Rewrite every entry below, changing "Tag one point per instance" to "Mark one point for each instance" each time it occurs and leaving all other wording untouched.

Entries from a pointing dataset
● ● ● ● ●

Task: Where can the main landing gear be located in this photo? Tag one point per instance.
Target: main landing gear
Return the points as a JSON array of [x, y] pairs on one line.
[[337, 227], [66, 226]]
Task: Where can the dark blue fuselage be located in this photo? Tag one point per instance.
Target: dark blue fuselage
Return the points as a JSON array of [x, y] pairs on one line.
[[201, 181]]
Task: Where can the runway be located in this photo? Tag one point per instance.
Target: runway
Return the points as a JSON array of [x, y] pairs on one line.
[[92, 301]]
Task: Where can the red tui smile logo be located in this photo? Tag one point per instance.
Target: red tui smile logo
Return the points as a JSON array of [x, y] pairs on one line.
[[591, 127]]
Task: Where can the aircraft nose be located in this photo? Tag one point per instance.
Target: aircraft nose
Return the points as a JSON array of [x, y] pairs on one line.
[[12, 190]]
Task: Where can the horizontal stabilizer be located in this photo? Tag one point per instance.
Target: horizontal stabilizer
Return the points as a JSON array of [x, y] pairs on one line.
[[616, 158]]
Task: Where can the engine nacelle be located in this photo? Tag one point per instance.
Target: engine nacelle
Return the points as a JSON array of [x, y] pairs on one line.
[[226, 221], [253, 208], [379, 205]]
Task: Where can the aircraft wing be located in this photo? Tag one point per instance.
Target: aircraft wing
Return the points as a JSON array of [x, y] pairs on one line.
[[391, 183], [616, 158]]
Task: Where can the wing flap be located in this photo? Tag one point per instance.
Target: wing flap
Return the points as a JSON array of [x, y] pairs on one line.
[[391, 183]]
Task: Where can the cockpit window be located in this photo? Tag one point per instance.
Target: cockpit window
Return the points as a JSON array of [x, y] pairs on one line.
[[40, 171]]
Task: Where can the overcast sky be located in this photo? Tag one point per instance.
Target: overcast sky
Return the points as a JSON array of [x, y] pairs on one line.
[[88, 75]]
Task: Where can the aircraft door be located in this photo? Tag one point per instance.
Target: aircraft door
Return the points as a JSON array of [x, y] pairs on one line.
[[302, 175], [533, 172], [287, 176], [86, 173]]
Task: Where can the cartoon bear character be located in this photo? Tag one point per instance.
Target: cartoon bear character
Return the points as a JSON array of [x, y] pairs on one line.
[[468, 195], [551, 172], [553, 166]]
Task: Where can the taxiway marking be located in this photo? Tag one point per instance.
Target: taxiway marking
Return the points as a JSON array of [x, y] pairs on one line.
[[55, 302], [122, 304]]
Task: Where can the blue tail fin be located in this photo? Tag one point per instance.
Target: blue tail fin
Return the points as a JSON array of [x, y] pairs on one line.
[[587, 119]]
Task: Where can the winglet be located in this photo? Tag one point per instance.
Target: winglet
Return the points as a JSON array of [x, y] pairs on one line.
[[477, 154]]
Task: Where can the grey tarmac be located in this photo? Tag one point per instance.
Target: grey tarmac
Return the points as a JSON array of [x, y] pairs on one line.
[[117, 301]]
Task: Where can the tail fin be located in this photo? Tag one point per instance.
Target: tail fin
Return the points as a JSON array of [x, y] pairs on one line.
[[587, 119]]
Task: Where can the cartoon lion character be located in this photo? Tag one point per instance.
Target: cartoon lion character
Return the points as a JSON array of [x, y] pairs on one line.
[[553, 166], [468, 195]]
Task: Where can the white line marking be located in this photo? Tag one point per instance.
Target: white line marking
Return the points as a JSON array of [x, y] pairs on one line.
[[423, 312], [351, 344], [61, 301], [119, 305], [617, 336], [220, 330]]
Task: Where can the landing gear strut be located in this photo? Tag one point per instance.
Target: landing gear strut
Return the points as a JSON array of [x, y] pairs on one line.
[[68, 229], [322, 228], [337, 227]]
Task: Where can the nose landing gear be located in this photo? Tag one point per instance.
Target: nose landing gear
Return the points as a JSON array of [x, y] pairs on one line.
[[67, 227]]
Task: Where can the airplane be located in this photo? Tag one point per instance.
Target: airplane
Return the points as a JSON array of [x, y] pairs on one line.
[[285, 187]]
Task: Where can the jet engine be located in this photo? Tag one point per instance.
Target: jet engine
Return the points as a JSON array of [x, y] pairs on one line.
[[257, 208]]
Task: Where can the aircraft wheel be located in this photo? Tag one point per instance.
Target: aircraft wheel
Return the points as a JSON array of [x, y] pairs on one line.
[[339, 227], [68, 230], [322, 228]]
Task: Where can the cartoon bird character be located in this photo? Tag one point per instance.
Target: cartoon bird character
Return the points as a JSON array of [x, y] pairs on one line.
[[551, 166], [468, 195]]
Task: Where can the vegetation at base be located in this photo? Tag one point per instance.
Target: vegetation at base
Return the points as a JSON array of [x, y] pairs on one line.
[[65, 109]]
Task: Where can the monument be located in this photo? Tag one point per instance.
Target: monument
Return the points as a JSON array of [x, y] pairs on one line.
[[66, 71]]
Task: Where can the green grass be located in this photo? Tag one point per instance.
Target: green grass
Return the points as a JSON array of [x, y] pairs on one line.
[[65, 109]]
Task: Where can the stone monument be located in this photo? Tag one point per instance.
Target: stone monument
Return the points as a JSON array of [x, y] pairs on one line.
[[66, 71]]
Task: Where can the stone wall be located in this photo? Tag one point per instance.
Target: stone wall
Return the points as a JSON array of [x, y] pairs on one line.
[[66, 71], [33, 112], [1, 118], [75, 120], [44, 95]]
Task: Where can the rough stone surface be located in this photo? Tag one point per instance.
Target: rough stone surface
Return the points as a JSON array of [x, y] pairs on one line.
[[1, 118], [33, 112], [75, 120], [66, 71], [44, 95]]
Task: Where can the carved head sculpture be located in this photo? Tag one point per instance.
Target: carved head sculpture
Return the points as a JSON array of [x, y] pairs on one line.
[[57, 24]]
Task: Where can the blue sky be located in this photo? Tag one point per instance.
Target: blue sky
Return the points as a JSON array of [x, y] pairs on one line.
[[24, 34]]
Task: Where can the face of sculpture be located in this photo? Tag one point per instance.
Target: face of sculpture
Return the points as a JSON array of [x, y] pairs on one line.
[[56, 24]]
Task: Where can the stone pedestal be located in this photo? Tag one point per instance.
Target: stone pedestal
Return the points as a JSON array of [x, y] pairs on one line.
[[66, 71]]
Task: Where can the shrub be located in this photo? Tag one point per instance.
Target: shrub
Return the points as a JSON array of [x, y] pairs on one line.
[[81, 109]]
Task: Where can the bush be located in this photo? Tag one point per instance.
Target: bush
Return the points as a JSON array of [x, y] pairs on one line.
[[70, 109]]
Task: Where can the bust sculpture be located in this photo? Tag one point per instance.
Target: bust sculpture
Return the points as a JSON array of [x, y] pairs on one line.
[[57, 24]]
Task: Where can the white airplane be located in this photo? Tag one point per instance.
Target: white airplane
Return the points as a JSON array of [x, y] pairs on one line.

● ● ● ● ●

### SOLUTION TO THIS PROBLEM
Task: Where can the main landing gear be located in this photo? Mark one point for each instance.
Target: main landing gear
Return the points as a JSON array of [x, y] pairs on one line.
[[337, 227], [66, 226]]
Task: Where can the dark blue fuselage be located in this photo? Mark one point for each instance.
Target: dark blue fuselage
Return the points as a JSON array of [x, y] pairs on one line.
[[201, 181]]
Task: Where can the runway be located in this photo? Mark one point for each instance.
Target: runway
Return the points as a JSON array of [x, y] pairs on one line.
[[92, 301]]
Task: Where can the red tui smile logo be located in this photo? Mark one point for each instance.
Target: red tui smile logo
Return the points as a JSON array of [x, y] pairs on one line.
[[591, 127]]
Task: Where can the aircraft nose be located in this photo? Mark one point for each instance.
Target: aircraft nose
Return the points as a JSON array of [x, y] pairs on one line.
[[12, 190]]
Task: Where can the horizontal stabilizer be located in this photo? Mark one point for each instance.
Target: horizontal stabilizer
Return the points as a JSON array of [x, y] pairs on one line.
[[616, 158]]
Task: Where can the engine nacelle be located in this photo? Mark one point for each instance.
Target: engine nacelle
Return the points as a JSON array of [x, y] pairs on one line.
[[226, 221], [253, 208], [379, 205]]
Task: Where can the aircraft wing be located in this photo? Mark one point for each instance.
Target: aircraft wing
Return the points as a JSON array of [x, y] pairs on one line.
[[391, 183], [616, 158]]
Task: Where can the wing flap be located in this photo? Mark one point for each instance.
Target: wing flap
Return the points as a JSON array of [x, y] pairs on one line.
[[391, 183]]
Task: Where can the cockpit window be located in this photo? Mark one point for each instance.
Target: cockpit window
Return the points as a JSON array of [x, y] pairs on one line.
[[40, 171]]
Task: Where can the overcast sky be located in this photo? Mark one point for each instance.
Target: overcast sky
Return the points as a JSON array of [x, y] pairs on one line.
[[88, 75]]
Task: Where can the aircraft door be located in this photo? Mark one point for each instance.
Target: aircraft door
Return the points as a JSON array of [x, y] pairs on one line.
[[302, 175], [533, 172], [287, 176], [86, 173]]
Task: Where can the cartoon bear character be located in this photo? Mark one point for each instance.
Target: cartoon bear character
Return the points as a JSON array of [x, y] pairs on one line.
[[468, 195], [551, 172], [553, 166]]
Task: Where can the taxiway marking be located in this photo? Mark one point for each instance.
Target: taxiway marking
Return the points as a JSON array of [x, y] pairs on one line.
[[55, 302], [122, 304]]
Task: Where can the blue tail fin be located in this photo? Mark one point for each instance.
Target: blue tail fin
Return the points as a JSON array of [x, y] pairs on one line.
[[587, 119]]
Task: Where can the winglet be located in this photo? Mark one point for each instance.
Target: winglet
Return the points as a JSON array of [x, y] pairs on one line.
[[477, 154]]
Task: Where can the grey tarmac be located in this photo? Mark one point for each instance.
Target: grey tarmac
Return the points as a JSON array of [x, y] pairs on one line.
[[117, 301]]
Task: Where can the tail fin be located in this photo? Mark one point for each instance.
Target: tail fin
Return the points as a JSON array of [x, y] pairs on one line.
[[587, 119]]
Task: Where can the cartoon lion character be located in this photo? Mark one point for each instance.
Target: cartoon lion character
Return the points as a JSON array of [x, y] pairs on one line.
[[553, 166], [468, 195]]
Task: Where can the white line marking be located in this photo? Mark one point for each instance.
Target: white line marking
Return the points as a JSON array of [x, y] pairs on one line.
[[423, 312], [351, 344], [61, 301], [119, 305], [617, 336], [220, 330]]
Task: Where can the landing gear strut be located in this photo? Mark one point for each instance.
Target: landing gear strut
Return the points as a JSON array of [x, y] pairs on one line.
[[68, 229], [322, 228], [337, 227]]
Task: Where can the nose landing gear be located in this photo? Mark one point for each instance.
Target: nose landing gear
Return the points as a JSON array of [x, y] pairs on one line.
[[67, 227]]
Task: Where can the airplane be located in this photo? Mark one point for each instance.
Target: airplane
Return the points as a JSON array of [x, y] pairs on one line.
[[285, 187]]
Task: Where can the jet engine be located in this photo? Mark one point for each instance.
Target: jet engine
Return the points as a JSON array of [x, y] pairs on one line.
[[257, 208]]
Task: Where can the aircraft wheel be located in this photo? Mark one point for each instance.
Target: aircraft wheel
Return the points as a JSON array of [x, y] pairs on one line.
[[339, 227], [68, 230], [322, 228]]
Task: Where can the cartoon bird character be located in this photo? Mark one point for each instance.
Target: cartoon bird character
Return the points as a JSON array of [x, y] pairs on one line.
[[551, 166], [468, 195]]
Task: Where can the vegetation at base be located in this photo? Mark one point for each instance.
Target: vegetation at base
Return the points as a JSON array of [x, y] pairs on one line.
[[65, 109]]
Task: Where can the monument be located in this photo? Mark one point for each instance.
Target: monument
Return the points as a JSON array of [x, y] pairs on one line.
[[66, 71]]
Task: Where can the green grass be located in this photo? Mark one point for each instance.
Target: green grass
Return the points as a JSON array of [x, y] pairs on one line.
[[65, 109]]
Task: Where can the stone monument be located in this photo? Mark one point for each instance.
Target: stone monument
Return the points as a JSON array of [x, y] pairs on one line.
[[66, 71]]
Task: Where can the stone wall be located in this photo? Mark one point for each instance.
Target: stone wall
Return the points as a JSON array of [x, y] pairs on one line.
[[66, 71], [33, 112], [1, 118], [75, 120], [44, 95]]
Task: Where can the rough stone surface be located in this photo? Mark one point for each instance.
Target: rough stone surface
Return the points as a JSON array of [x, y] pairs on one line.
[[1, 118], [33, 112], [75, 120], [66, 71], [44, 95]]
Task: Where can the carved head sculpture be located in this photo? Mark one point for each instance.
Target: carved head sculpture
Return the points as a JSON array of [x, y] pairs on one line.
[[57, 24]]
Task: Where can the blue sky be located in this photo? Mark one point for each instance.
Target: blue sky
Return the points as a JSON array of [x, y] pairs on one line.
[[24, 34]]
Task: Where can the face of sculpture be located in this photo? Mark one point for each instance.
Target: face of sculpture
Return the points as a JSON array of [x, y] pairs on one line.
[[56, 24]]
Task: Where can the stone pedestal be located in this photo? Mark one point for each instance.
Target: stone pedestal
Return the points as a JSON array of [x, y] pairs on one line.
[[66, 71]]
Task: Where can the shrub be located in this photo? Mark one point for each instance.
Target: shrub
Return the points as a JSON array of [x, y] pairs on one line.
[[81, 109]]
Task: Where can the bush be located in this photo? Mark one point for each instance.
Target: bush
Return the points as a JSON array of [x, y] pairs on one line.
[[70, 109]]
Task: Where can the bust sculpture be located in this photo? Mark one point for each instance.
Target: bust sculpture
Return the points as a JSON array of [x, y] pairs on one line.
[[57, 24]]
Task: Where can the white airplane be located in this photo? Mark one point for each instance.
Target: white airplane
Return the points as a JSON array of [x, y] pairs on one line.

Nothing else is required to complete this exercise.